**Given request:** Return every line of the rows below that contains the string "pole", and treat case as significant when matching.

+ + + + +

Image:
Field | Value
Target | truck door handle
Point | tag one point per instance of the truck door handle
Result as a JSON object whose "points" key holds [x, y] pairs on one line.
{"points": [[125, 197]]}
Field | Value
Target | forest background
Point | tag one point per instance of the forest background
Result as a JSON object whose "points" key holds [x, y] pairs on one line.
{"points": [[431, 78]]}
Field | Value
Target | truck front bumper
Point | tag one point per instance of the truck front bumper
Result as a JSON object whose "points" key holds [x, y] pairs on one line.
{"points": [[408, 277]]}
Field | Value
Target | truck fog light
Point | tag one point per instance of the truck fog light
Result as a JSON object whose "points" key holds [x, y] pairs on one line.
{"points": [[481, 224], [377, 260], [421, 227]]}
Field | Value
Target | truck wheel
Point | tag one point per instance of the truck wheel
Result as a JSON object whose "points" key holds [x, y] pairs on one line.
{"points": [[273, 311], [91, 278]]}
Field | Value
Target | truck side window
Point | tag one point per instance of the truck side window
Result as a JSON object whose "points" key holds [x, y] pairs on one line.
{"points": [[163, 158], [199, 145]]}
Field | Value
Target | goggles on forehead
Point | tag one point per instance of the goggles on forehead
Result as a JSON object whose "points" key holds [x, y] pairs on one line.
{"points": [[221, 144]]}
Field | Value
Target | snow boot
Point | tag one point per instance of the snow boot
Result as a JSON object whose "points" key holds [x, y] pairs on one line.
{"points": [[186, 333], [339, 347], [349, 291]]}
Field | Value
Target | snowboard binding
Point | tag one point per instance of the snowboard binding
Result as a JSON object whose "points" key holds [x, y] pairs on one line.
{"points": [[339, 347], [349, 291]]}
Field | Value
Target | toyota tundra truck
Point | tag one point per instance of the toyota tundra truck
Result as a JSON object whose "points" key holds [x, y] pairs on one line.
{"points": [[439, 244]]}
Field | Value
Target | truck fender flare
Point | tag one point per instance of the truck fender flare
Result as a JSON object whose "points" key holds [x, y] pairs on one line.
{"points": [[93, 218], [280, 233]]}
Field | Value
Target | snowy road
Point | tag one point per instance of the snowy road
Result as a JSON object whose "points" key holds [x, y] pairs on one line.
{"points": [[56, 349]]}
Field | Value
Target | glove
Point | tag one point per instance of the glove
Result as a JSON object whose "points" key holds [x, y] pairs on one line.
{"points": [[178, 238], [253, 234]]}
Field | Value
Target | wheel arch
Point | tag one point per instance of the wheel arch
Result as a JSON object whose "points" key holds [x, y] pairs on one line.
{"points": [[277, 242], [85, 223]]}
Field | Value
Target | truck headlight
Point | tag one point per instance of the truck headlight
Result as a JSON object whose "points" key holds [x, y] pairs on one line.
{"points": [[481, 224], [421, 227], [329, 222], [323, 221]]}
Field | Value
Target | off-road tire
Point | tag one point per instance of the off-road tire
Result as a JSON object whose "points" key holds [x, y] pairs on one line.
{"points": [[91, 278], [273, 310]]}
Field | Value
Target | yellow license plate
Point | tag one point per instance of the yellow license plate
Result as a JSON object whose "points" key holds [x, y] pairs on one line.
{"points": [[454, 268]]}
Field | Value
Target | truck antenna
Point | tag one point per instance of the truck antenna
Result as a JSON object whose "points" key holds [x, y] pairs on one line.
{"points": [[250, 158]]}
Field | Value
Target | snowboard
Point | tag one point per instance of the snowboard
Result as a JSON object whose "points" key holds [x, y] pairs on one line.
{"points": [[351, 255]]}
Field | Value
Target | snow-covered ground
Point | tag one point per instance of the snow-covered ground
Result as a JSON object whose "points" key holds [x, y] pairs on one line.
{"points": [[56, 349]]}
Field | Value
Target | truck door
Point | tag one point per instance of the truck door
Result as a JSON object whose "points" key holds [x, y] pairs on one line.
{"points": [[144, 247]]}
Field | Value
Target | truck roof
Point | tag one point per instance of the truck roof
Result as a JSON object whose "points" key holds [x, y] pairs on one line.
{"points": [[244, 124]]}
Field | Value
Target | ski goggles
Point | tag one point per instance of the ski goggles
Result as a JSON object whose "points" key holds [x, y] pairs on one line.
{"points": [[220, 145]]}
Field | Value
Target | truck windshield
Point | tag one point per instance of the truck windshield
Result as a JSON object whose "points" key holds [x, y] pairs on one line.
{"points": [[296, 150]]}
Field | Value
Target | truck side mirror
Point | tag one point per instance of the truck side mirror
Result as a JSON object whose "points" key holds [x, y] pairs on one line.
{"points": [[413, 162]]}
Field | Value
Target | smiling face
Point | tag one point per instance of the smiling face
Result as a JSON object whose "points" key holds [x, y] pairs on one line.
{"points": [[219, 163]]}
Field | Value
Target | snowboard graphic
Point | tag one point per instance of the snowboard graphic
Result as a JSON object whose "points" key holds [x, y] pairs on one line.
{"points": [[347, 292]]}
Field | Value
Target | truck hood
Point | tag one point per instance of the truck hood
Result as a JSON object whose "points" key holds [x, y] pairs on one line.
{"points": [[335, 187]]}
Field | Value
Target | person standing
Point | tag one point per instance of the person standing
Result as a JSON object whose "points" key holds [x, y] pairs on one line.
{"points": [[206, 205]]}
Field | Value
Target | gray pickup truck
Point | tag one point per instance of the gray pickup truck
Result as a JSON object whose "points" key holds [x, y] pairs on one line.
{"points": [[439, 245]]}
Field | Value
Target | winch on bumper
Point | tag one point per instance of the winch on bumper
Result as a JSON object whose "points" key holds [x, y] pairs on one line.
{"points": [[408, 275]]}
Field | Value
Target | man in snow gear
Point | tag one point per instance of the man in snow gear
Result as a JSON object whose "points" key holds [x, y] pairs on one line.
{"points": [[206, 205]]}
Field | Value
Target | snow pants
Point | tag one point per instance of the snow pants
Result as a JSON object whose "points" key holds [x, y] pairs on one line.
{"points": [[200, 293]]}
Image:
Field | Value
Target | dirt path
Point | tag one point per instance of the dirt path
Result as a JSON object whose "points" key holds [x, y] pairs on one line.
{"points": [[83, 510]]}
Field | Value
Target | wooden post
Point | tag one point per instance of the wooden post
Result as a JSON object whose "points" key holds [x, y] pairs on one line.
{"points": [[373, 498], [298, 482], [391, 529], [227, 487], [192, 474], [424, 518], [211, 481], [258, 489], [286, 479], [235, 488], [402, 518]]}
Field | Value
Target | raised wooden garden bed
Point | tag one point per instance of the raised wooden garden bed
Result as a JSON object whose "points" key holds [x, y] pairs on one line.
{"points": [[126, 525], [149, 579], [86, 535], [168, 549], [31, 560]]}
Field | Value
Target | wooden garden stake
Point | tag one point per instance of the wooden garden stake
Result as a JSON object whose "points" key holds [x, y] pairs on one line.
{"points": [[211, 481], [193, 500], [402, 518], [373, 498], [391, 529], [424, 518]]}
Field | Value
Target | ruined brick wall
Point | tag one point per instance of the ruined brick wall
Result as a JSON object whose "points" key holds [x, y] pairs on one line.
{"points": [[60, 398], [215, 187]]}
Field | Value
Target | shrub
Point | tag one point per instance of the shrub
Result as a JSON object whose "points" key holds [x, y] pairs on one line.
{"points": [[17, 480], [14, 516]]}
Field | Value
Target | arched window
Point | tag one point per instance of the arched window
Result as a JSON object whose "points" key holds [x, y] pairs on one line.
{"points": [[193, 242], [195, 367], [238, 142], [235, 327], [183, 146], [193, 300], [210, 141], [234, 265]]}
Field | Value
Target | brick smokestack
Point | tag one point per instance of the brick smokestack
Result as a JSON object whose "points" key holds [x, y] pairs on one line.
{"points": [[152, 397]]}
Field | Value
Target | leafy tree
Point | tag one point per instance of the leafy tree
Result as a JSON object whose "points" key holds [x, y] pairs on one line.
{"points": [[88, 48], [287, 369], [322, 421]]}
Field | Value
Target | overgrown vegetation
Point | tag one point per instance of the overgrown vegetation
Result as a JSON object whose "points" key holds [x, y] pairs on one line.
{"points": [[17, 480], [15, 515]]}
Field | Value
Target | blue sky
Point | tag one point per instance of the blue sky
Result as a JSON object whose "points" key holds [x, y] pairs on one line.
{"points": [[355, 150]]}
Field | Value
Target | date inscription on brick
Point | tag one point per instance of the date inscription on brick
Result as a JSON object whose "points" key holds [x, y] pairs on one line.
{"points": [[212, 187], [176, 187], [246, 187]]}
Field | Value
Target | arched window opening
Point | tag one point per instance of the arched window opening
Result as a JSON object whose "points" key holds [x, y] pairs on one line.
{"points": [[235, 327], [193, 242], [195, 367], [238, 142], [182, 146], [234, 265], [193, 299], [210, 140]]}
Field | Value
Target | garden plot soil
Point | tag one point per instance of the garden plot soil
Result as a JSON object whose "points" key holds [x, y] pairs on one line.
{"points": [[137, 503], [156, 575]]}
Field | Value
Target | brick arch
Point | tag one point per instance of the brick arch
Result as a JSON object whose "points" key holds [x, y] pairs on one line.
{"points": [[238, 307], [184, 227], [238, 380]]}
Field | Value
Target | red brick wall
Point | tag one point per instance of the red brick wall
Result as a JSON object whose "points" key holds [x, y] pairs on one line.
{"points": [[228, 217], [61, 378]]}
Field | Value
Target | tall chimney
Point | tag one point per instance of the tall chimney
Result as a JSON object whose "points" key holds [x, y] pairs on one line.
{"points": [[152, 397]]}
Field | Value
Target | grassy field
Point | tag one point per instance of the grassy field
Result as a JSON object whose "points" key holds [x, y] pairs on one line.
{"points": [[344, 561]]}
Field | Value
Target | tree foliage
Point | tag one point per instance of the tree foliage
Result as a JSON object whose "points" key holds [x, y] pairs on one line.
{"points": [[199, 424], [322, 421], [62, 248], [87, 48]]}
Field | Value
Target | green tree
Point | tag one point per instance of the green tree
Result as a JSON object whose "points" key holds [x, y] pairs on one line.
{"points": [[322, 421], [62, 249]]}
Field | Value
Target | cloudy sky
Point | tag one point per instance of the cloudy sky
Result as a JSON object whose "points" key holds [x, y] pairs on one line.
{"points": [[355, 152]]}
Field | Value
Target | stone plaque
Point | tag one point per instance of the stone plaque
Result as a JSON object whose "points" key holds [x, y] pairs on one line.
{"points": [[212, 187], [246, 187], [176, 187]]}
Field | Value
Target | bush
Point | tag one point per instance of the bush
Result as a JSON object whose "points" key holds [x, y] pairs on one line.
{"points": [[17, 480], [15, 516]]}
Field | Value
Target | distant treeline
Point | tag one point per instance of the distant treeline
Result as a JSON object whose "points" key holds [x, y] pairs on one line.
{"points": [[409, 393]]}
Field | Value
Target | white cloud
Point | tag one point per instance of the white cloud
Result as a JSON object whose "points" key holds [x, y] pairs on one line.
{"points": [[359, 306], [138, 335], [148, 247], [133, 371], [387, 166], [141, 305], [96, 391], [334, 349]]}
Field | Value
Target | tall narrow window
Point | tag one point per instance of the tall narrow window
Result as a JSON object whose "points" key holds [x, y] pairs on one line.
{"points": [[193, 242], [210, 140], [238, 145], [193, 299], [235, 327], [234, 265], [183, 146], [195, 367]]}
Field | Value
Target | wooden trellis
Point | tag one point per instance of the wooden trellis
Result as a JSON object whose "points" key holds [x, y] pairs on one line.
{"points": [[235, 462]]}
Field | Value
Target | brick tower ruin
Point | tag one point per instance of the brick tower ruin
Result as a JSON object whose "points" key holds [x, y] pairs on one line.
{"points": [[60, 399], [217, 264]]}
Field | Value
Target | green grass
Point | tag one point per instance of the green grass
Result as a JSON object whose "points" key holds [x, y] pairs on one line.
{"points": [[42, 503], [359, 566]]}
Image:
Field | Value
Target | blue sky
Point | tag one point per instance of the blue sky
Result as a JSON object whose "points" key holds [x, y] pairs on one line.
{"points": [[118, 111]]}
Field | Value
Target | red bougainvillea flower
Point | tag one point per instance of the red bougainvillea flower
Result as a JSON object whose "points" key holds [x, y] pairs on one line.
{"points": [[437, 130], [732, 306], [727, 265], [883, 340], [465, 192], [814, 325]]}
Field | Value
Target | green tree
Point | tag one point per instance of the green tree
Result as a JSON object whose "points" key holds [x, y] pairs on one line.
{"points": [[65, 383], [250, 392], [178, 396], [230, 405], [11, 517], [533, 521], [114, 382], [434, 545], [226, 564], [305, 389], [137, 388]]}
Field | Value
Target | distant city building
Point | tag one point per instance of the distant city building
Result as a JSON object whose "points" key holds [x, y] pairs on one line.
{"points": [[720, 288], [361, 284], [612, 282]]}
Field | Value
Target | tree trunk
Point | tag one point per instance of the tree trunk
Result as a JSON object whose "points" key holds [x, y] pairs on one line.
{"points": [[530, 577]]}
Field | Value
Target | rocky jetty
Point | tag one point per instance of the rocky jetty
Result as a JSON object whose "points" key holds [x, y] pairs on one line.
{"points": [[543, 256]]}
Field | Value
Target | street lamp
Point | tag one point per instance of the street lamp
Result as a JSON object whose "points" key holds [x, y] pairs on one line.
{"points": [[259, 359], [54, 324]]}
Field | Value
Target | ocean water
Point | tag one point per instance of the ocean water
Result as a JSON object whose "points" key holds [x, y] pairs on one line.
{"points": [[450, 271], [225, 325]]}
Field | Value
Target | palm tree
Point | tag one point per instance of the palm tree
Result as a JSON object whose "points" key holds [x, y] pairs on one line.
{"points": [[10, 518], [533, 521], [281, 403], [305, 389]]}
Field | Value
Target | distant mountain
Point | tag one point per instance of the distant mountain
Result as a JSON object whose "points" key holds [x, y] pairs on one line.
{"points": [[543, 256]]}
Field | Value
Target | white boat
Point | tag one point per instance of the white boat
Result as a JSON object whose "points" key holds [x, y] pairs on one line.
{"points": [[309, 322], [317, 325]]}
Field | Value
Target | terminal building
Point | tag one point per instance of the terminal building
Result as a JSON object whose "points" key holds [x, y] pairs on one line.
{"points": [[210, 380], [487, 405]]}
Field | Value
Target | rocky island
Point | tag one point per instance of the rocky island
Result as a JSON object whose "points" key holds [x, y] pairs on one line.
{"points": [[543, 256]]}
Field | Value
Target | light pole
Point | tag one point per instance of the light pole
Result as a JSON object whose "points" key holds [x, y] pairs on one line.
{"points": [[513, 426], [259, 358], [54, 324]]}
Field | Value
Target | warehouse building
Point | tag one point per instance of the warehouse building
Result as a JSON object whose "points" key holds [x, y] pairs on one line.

+ + + + +

**Output of the exercise:**
Target | light pole
Point | tag one point per instance of the light pole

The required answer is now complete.